::: Document extract :::

Christ, you are so correct.

> I’m about 50% of the way through the formalization plan > I think formalizing using AI was way slower than if I’d done it by hand.

combined with their aversion to learning something hard alone:

> I found learning Lean annoying and difficult. So I started looking for shortcuts.

The author failed utterly according to their own definition of success. Moreover, how will they know they have completed the task if they don't want to fully understand what they've 'written'?

The paper presents a false trichotomy:

(1) go to grad school and learn to do it yourself (2) hope one of the few theorem proving experts got interested in your problem (3) give up. and the magical fourth: (4) Look Just Try Claude Code (at just $100 per month!)

"got interested" is so utterly passive, I've got a fifth option. (5) Meet other people who share your interests on discord and forums and chat about the problems you are trying to solve. Make them interested! Nerd snipe them! Make friends, meet colleagues and learn new things while having a genuine human experience, for free!

▲

mmaunder 3 days ago | parent | prev | next [-]

You’re absolutely right about this.

▲

tj800x 2 days ago | parent | prev | next [-]

My experience points to that until the last sorry is eliminated the math might look like it will fit together, but yet not ultimately all fit together.

::: Records supplied :::

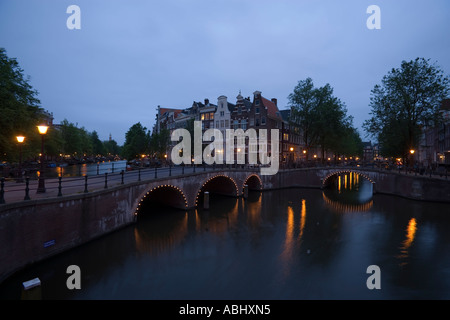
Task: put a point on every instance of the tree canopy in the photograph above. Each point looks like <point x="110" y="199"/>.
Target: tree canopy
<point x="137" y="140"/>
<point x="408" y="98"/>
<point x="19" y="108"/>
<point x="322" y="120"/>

:::
::: Records supplied :::

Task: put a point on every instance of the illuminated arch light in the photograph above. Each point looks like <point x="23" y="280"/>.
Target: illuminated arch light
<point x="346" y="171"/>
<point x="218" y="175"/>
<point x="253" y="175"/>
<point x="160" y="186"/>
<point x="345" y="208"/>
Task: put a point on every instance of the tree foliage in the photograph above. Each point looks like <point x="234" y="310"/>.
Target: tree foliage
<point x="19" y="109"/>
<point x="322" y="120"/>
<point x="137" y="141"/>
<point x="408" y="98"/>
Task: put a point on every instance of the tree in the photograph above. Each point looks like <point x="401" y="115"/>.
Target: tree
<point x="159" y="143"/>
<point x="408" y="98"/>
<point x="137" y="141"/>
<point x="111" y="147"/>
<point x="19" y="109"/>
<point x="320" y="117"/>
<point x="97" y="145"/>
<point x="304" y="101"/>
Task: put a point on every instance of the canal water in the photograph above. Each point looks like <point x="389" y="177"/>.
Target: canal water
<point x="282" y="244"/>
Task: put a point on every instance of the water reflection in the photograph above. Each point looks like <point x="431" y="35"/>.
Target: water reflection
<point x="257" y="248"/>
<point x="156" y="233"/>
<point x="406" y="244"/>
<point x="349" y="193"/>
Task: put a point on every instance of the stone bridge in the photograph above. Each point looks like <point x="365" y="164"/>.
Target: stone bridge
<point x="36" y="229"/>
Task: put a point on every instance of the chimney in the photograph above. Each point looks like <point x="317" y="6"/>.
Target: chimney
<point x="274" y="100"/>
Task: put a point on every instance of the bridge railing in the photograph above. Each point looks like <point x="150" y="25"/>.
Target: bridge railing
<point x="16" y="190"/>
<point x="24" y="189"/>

:::

#### Work instructions:
**A)** Answer these about the Lean formalization thread:
(i) How far through the formalization plan does the quoted author say they are?
(ii) What monthly price does the thread give for Claude Code?
(iii) How did the quoted author describe learning Lean?
**B)** Pick up the Lean formalization thread after its final comment and continue it.
The records come from a separate source unrelated to the thread.

#### Answers to the tasks:
**A)**
(i) About 50% of the way through.
(ii) $100 per month.
(iii) Annoying and difficult.

**B)**
▲

wenc 3 days ago | parent | prev | next [-]

> Anyone who has used AI tools has seen cases where the first 80% of a project came together like a bolt of lightning, but the last 20% is next to impossible for the AI to accomplish

Offtopic: doing the inverse works better.

If you rely on AI to write 80% of your code, you end up with code you don't understand, so the last 20% is really difficult. You can't even guide the AI correctly at that point.

I actually do the opposite. I write 80% of my code, have an LLM read it, and it helps me iterate faster on the last 20% (which are mostly tedious things like unit tests, corner cases, optimizations, etc). This works surprisingly well because now the AI has a structure to start from, and it's only doing incremental code completion. As a human, I'm also not that great at detecting corner cases -- this is where an LLM really helps because it has seen patterns I've never seen.

In fact, I use coding agents to combine multiple sources of information (not just code) like design docs, LaTeX, etc. and I ask the LLM to detect if the code actually implements the math in the LaTeX correctly. Claude actually does a pretty decent job at that.

▲

catigula 3 days ago | parent | prev [-]

The problem is you're thinking of projects in the sense of 0-100.

If you think of projects in the sense of 0-20, 20-40, 40-60, 60-80, 80-100 you realize AI is here to stay and is going to change everything.

▲

lazide 3 days ago | parent | next [-]

WYSIWYG GUI editing is also ‘here to stay’.

▲

0x1ceb00da 3 days ago | parent | prev [-]

80-100 will take orders of magnitude more time (might even be impossible) if you don't understand 0-80 thoroughly.

▲

catigula 3 days ago | parent [-]

Nope.

I regularly do 80-100 chunks in a mature codebase. Literally every day at work.

I know it feels good to pretend this isn't happening but it's too dangerous to pretend.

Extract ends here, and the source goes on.